**Provided material**
------------------------------------

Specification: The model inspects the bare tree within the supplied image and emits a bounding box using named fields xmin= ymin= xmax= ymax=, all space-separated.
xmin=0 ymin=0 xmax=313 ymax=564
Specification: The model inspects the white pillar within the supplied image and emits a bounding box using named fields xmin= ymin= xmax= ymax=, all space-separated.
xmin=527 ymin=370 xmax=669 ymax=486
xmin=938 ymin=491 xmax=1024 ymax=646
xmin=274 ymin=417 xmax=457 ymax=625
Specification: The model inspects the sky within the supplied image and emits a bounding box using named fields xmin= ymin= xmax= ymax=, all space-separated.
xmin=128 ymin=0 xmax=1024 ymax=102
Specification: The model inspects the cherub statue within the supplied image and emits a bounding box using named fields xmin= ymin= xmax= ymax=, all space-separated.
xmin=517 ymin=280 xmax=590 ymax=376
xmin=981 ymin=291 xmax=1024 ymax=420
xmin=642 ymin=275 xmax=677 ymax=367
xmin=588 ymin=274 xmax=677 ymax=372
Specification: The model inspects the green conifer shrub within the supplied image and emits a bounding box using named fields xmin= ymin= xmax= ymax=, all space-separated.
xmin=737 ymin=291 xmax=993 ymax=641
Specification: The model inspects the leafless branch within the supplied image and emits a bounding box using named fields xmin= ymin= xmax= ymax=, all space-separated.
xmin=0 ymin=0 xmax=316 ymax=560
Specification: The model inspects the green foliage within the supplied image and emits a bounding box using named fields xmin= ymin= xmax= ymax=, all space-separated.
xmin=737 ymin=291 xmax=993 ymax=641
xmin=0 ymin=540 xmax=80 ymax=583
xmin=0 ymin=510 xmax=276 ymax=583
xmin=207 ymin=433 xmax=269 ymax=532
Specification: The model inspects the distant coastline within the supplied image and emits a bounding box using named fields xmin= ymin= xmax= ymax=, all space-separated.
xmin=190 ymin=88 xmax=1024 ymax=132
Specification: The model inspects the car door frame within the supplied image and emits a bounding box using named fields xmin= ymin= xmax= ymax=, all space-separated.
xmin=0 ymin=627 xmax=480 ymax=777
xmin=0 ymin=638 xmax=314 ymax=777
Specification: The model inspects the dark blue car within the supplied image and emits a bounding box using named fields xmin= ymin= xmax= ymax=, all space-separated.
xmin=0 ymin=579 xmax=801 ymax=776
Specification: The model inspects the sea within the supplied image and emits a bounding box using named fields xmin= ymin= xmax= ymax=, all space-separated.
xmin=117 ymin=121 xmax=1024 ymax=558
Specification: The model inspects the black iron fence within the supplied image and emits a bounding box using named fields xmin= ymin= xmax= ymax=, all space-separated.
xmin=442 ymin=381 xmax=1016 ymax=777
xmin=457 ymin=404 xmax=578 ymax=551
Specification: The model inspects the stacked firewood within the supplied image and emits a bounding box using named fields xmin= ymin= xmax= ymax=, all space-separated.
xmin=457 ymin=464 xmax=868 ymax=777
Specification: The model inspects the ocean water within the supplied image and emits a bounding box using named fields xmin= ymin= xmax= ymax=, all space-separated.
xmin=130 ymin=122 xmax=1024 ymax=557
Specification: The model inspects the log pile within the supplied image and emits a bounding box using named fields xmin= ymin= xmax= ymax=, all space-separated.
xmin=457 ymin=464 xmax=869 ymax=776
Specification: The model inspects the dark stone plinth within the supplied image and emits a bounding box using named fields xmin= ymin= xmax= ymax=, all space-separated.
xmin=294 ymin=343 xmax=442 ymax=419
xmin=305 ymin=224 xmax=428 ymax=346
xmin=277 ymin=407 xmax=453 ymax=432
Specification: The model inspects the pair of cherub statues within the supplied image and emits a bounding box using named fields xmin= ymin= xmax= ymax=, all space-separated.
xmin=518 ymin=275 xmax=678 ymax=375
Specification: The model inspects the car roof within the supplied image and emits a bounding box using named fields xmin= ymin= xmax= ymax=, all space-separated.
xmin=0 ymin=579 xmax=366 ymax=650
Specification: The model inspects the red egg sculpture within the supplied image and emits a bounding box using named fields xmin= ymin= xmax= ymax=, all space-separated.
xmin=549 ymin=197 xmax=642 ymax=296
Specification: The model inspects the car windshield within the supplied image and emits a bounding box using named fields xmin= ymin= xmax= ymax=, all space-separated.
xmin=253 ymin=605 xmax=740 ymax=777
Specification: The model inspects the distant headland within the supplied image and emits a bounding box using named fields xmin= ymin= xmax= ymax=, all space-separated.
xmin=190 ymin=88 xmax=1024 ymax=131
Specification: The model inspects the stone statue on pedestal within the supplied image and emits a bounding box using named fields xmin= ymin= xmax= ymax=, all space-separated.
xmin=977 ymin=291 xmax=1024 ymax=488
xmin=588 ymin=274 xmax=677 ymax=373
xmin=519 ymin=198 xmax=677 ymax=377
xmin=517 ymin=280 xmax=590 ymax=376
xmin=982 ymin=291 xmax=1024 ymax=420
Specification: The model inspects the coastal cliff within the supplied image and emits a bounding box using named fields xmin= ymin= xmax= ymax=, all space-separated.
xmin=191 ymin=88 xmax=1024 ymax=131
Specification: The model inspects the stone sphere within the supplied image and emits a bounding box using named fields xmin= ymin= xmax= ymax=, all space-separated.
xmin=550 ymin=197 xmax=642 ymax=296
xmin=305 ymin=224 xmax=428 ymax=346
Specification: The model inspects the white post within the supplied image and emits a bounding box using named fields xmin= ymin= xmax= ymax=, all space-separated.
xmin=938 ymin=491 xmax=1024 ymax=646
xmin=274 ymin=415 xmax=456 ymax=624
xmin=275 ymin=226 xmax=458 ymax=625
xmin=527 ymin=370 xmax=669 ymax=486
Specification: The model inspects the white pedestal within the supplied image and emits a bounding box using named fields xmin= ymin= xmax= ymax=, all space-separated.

------------------------------------

**Required action**
The complete set of entries above must be reproduced verbatim.

**Answer below**
Specification: The model inspects the bare tree within the supplied image and emits a bounding box using named fields xmin= ymin= xmax= ymax=, all space-separated.
xmin=0 ymin=0 xmax=313 ymax=564
Specification: The model inspects the white pillar within the supplied image and emits a bounding box using named fields xmin= ymin= xmax= ymax=, all space-separated.
xmin=527 ymin=370 xmax=669 ymax=486
xmin=938 ymin=491 xmax=1024 ymax=646
xmin=274 ymin=417 xmax=457 ymax=625
Specification: The model inspects the sky within the supplied image and emits a bounding box using named fields xmin= ymin= xmax= ymax=, all space-separated.
xmin=128 ymin=0 xmax=1024 ymax=102
Specification: The model inspects the cherub statue within the supplied image and emits a bounding box using named fields xmin= ymin= xmax= ymax=, all space-separated.
xmin=517 ymin=280 xmax=590 ymax=376
xmin=981 ymin=291 xmax=1024 ymax=420
xmin=642 ymin=275 xmax=677 ymax=367
xmin=588 ymin=274 xmax=677 ymax=372
Specification: The model inspects the green conifer shrub within the supplied image and emits a bounding box using named fields xmin= ymin= xmax= ymax=, all space-separated.
xmin=737 ymin=291 xmax=993 ymax=641
Specification: The model inspects the leafless branch within the supplied image and emits a bounding box using named fields xmin= ymin= xmax= ymax=, all space-separated.
xmin=0 ymin=0 xmax=316 ymax=560
Specification: The model inspects the green foliage within the supplied image and emits a bounding box using named fields xmin= ymin= xmax= ymax=, all space-separated.
xmin=737 ymin=291 xmax=993 ymax=641
xmin=0 ymin=540 xmax=80 ymax=583
xmin=0 ymin=510 xmax=276 ymax=583
xmin=207 ymin=433 xmax=269 ymax=532
Specification: The model inspects the distant coastline within the supplied image and emits a bounding box using named fields xmin= ymin= xmax= ymax=, all space-separated.
xmin=190 ymin=88 xmax=1024 ymax=132
Specification: The model inspects the car door frame within the supplied image and emits a bounding box using named fields xmin= ymin= xmax= ymax=, all space-separated.
xmin=0 ymin=627 xmax=480 ymax=777
xmin=0 ymin=638 xmax=314 ymax=777
Specification: The model inspects the dark blue car within the supplied image and emits a bounding box using named fields xmin= ymin= xmax= ymax=, all space-separated.
xmin=0 ymin=579 xmax=801 ymax=776
Specification: The model inspects the sea within the supplied image and emits a bounding box using named fields xmin= ymin= xmax= ymax=, all space-separated.
xmin=117 ymin=121 xmax=1024 ymax=558
Specification: The model inspects the black iron fence within the supplied image and emits a bounding box using named fields xmin= ymin= xmax= ymax=, all space-separated.
xmin=442 ymin=381 xmax=1016 ymax=777
xmin=457 ymin=404 xmax=578 ymax=551
Specification: The model inspects the stacked firewood within the supplied image and emits a bounding box using named fields xmin= ymin= xmax= ymax=, all space-separated.
xmin=457 ymin=464 xmax=868 ymax=777
Specification: The model inspects the ocean water within the supplied image and emits a bounding box using named fields xmin= ymin= xmax= ymax=, all space-separated.
xmin=130 ymin=122 xmax=1024 ymax=557
Specification: The model inspects the log pile within the supplied image and emits a bounding box using named fields xmin= ymin= xmax= ymax=, all space-separated.
xmin=457 ymin=464 xmax=869 ymax=776
Specification: The model inspects the dark stone plinth within the supplied image and emits a bounding box using named fields xmin= ymin= xmax= ymax=, all space-separated.
xmin=294 ymin=343 xmax=442 ymax=419
xmin=305 ymin=224 xmax=428 ymax=346
xmin=277 ymin=407 xmax=453 ymax=432
Specification: The model inspects the pair of cherub statues within the supplied image and emits a bounding box using named fields xmin= ymin= xmax= ymax=, all space-separated.
xmin=518 ymin=275 xmax=678 ymax=375
Specification: The model inspects the car roof within the supplied image and emits a bounding box using named fields xmin= ymin= xmax= ymax=, all space-separated.
xmin=0 ymin=579 xmax=366 ymax=650
Specification: The model inspects the red egg sculpture within the supplied image and emits a bounding box using named fields xmin= ymin= xmax= ymax=, all space-separated.
xmin=549 ymin=197 xmax=642 ymax=296
Specification: The model inspects the car windshield within the supplied image and emits a bounding box using named fields xmin= ymin= xmax= ymax=, all space-separated.
xmin=253 ymin=605 xmax=740 ymax=777
Specification: The model inspects the distant headland within the supplied image and emits a bounding box using named fields xmin= ymin= xmax= ymax=, all space-separated.
xmin=190 ymin=88 xmax=1024 ymax=131
Specification: The model inspects the stone statue on pedestal within the supplied image and emits a bounding box using named fields xmin= ymin= xmax= ymax=, all space-separated.
xmin=977 ymin=291 xmax=1024 ymax=488
xmin=588 ymin=274 xmax=677 ymax=373
xmin=519 ymin=198 xmax=677 ymax=377
xmin=517 ymin=280 xmax=590 ymax=376
xmin=982 ymin=291 xmax=1024 ymax=420
Specification: The model inspects the coastal cliff within the supplied image and emits a bounding box using named fields xmin= ymin= xmax= ymax=, all space-separated.
xmin=191 ymin=88 xmax=1024 ymax=131
Specification: The model inspects the stone sphere within the supplied image and emits a bounding box using named fields xmin= ymin= xmax= ymax=, all space-separated.
xmin=550 ymin=197 xmax=642 ymax=296
xmin=305 ymin=224 xmax=428 ymax=346
Specification: The model inspects the white post within the supplied image and emits a bounding box using named fields xmin= ymin= xmax= ymax=, all space-separated.
xmin=938 ymin=491 xmax=1024 ymax=646
xmin=274 ymin=415 xmax=456 ymax=624
xmin=275 ymin=226 xmax=458 ymax=625
xmin=527 ymin=370 xmax=669 ymax=486
Specification: The model inspects the white pedestal within the supplied image and emits a bounding box using named fields xmin= ymin= xmax= ymax=, all space-separated.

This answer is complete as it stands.